TEXTO PARA LER –
▼

Expressinho

Viver para salvar

José Ribeiro tem 37 anos e veste a farda de bombeiro há 20. Para esta missão, contou ao Expressinho que é preciso ter "coragem, espírito de sacrifício, disciplina e entrega total"

Há quanto tempo é bombeiro?

Há 20 anos que visto esta farda. Entrei nos Bombeiros Voluntários de Carcavelos ainda em miúdo, cheio de sonhos e sem imaginar tudo o que iria viver. Ali cresci e aprendi o que significa verdadeiramente ser bombeiro. Hoje estou nos Bombeiros de Cabo Ruivo, nos Olivais. Não sei se fui eu que escolhi esta vida ou se foi ela que me escolheu a mim… mas sei que, desde o primeiro dia, nunca mais consegui viver sem ela.

Por que tomou esta decisão?

A vontade nasceu cedo. Lembro-me de ter 6 ou 7 anos e ver os bombeiros da Parede a entrarem num prédio em chamas, todos firmes, tenazes e destemidos. Aquela imagem nunca mais me saiu da cabeça. Foi nesse momento que pensei: “Quero ser como eles. Quero estar lá quando tudo arde e todos fogem.” Anos mais tarde, fui desafiado por alguns colegas de escola secundária. Esse empurrão foi decisivo para dar o passo em frente.

"Sempre tive dentro de mim esta necessidade de servir, de estar presente quando tudo e todos falham."

Como se sentiu no primeiro fogo que combateu?

Lembro-me como se fosse ontem do meu primeiro incêndio. Fui pela mão do então Subchefe Pedro Nery - que hoje é Chefe e está comigo em Cabo Ruivo - a um fogo numa habitação na Estrada da Torre, em Carcavelos. Foi a primeira vez que entrei para a “ponta da espada”, aquela posição da linha de água onde tudo se sente de forma mais crua. Nesse dia, senti medo, adrenalina e orgulho. Mas acima de tudo aprendi uma lição que nunca esqueci: ser bombeiro não é só enfrentar as chamas, é respeitá-las, compreendê-las e nunca as subestimar.

Quando é dado o alerta de incêndio no quartel, quais sãos os procedimentos?

O procedimento é imediato. Os bombeiros fardam-se rapidamente, enquanto o Chefe de Equipa se dirige à Central de Comunicações para receber a informação detalhada da ocorrência. Com base nesse enquadramento, a equipa adapta os Equipamentos de Proteção Individual (EPIs) adequados à situação em causa, seja um incêndio urbano ou rural, um acidente de viação, um resgate marítimo ou outro tipo de intervenção.

O que é mais importante no trabalho em equipa, quando estão no meio das chamas?

A confiança. Confiança absoluta de que o colega ao nosso lado nunca nos vai deixar para trás e de que nós nunca o deixaremos a ele. No terreno, cada um tem a sua função, mas tudo se resume ao coletivo. Não há espaço para egos nem para individualismos. Só existe o “nós”. É essa confiança mútua que nos mantém firmes, organizados e vivos em cenários onde um erro pode custar tudo.

▲

O QUE FAZER –
[1] Reproduza o trecho da entrevista ao bombeiro que começa em "Como se sentiu" e segue até "nunca as subestimar.".
[2] Responda, com base na entrevista ao bombeiro:
(a) Que idade tem José Ribeiro?
(b) Em que corporação de bombeiros está hoje?
(c) O que considera mais importante no trabalho em equipa no meio das chamas?

MATERIAL FORNECIDO –
▼

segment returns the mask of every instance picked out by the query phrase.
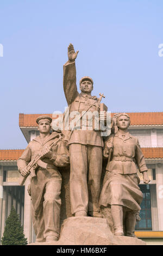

▲

RESPOSTAS ESPERADAS –
[1]
Como se sentiu no primeiro fogo que combateu?

Lembro-me como se fosse ontem do meu primeiro incêndio. Fui pela mão do então Subchefe Pedro Nery - que hoje é Chefe e está comigo em Cabo Ruivo - a um fogo numa habitação na Estrada da Torre, em Carcavelos. Foi a primeira vez que entrei para a “ponta da espada”, aquela posição da linha de água onde tudo se sente de forma mais crua. Nesse dia, senti medo, adrenalina e orgulho. Mas acima de tudo aprendi uma lição que nunca esqueci: ser bombeiro não é só enfrentar as chamas, é respeitá-las, compreendê-las e nunca as subestimar.

[2]
(a) 37 anos.
(b) Nos Bombeiros de Cabo Ruivo, nos Olivais.
(c) A confiança.